DESCRIPTION OF THE TASK> Could you print all the entries exactly?

_ _ _ _ _

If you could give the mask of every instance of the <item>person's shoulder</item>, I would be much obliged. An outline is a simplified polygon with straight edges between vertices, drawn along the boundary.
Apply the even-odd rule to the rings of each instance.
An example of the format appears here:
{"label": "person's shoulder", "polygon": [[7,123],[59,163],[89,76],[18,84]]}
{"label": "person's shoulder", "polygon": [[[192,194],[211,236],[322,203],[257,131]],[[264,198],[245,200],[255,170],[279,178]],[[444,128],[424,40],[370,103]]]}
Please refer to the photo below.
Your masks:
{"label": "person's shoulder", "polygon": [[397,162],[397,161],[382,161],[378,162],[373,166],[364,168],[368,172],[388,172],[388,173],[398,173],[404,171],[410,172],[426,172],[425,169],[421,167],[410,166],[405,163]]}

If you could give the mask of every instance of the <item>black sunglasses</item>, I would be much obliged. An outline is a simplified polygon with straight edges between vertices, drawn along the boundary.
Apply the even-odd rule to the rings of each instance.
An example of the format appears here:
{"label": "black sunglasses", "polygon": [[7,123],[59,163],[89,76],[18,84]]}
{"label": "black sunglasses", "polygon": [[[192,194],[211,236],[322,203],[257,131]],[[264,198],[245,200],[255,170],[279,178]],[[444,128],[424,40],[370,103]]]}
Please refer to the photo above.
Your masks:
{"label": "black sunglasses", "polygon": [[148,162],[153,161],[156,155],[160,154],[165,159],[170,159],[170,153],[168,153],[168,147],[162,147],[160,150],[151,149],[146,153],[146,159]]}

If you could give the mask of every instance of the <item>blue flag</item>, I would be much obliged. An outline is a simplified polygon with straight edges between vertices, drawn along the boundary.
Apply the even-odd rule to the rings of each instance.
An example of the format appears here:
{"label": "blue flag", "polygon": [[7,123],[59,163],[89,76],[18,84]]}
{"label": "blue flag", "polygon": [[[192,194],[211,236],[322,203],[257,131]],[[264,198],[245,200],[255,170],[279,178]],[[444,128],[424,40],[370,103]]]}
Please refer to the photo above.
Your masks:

_ _ _ _ _

ANSWER TO THIS EXERCISE>
If you could give the mask of every instance of the <item>person's shoulder</item>, I would be much obliged. An outline is a simplified polygon with straight edges between vertices, drawn along the boundary.
Apply the even-odd rule to the rings of each instance.
An example of the format appears here:
{"label": "person's shoulder", "polygon": [[7,123],[59,163],[89,76],[18,84]]}
{"label": "person's shoulder", "polygon": [[[192,194],[211,236],[322,203],[257,131]],[[264,198],[245,200],[255,170],[279,178]],[[444,128],[424,40],[370,103]]]}
Please refer to the photo below.
Your masks:
{"label": "person's shoulder", "polygon": [[397,162],[397,161],[382,161],[378,162],[373,166],[364,168],[368,172],[388,172],[388,173],[398,173],[404,171],[410,172],[426,172],[425,169],[421,167],[410,166],[405,163]]}

If you could give the mask of every instance of the <item>black sunglasses</item>, I would be much obliged. An outline is a simplified polygon with straight edges between vertices, drawn along the boundary.
Apply the even-odd rule to the rings of each instance.
An example of the format appears here:
{"label": "black sunglasses", "polygon": [[7,123],[59,163],[89,76],[18,84]]}
{"label": "black sunglasses", "polygon": [[[192,194],[211,236],[322,203],[257,131]],[[264,198],[245,200],[255,170],[279,178]],[[444,128],[424,40],[370,103]]]}
Please refer to the photo above.
Your masks:
{"label": "black sunglasses", "polygon": [[148,162],[153,161],[156,155],[160,154],[165,159],[170,159],[170,153],[168,153],[168,147],[162,147],[160,150],[151,149],[146,153],[146,159]]}

If you could give the mask of every instance of the <item>blue flag</item>, I would be much obliged. An outline is a simplified polygon with straight edges between vertices, drawn along the boundary.
Apply the even-odd rule to the rings of each instance.
An example of the format appears here:
{"label": "blue flag", "polygon": [[7,123],[59,163],[89,76],[18,84]]}
{"label": "blue flag", "polygon": [[[192,194],[211,236],[322,203],[257,131]],[[264,198],[245,200],[255,170],[279,178]],[[444,128],[424,40],[370,103]]]}
Please refer to the photo above.
Your masks:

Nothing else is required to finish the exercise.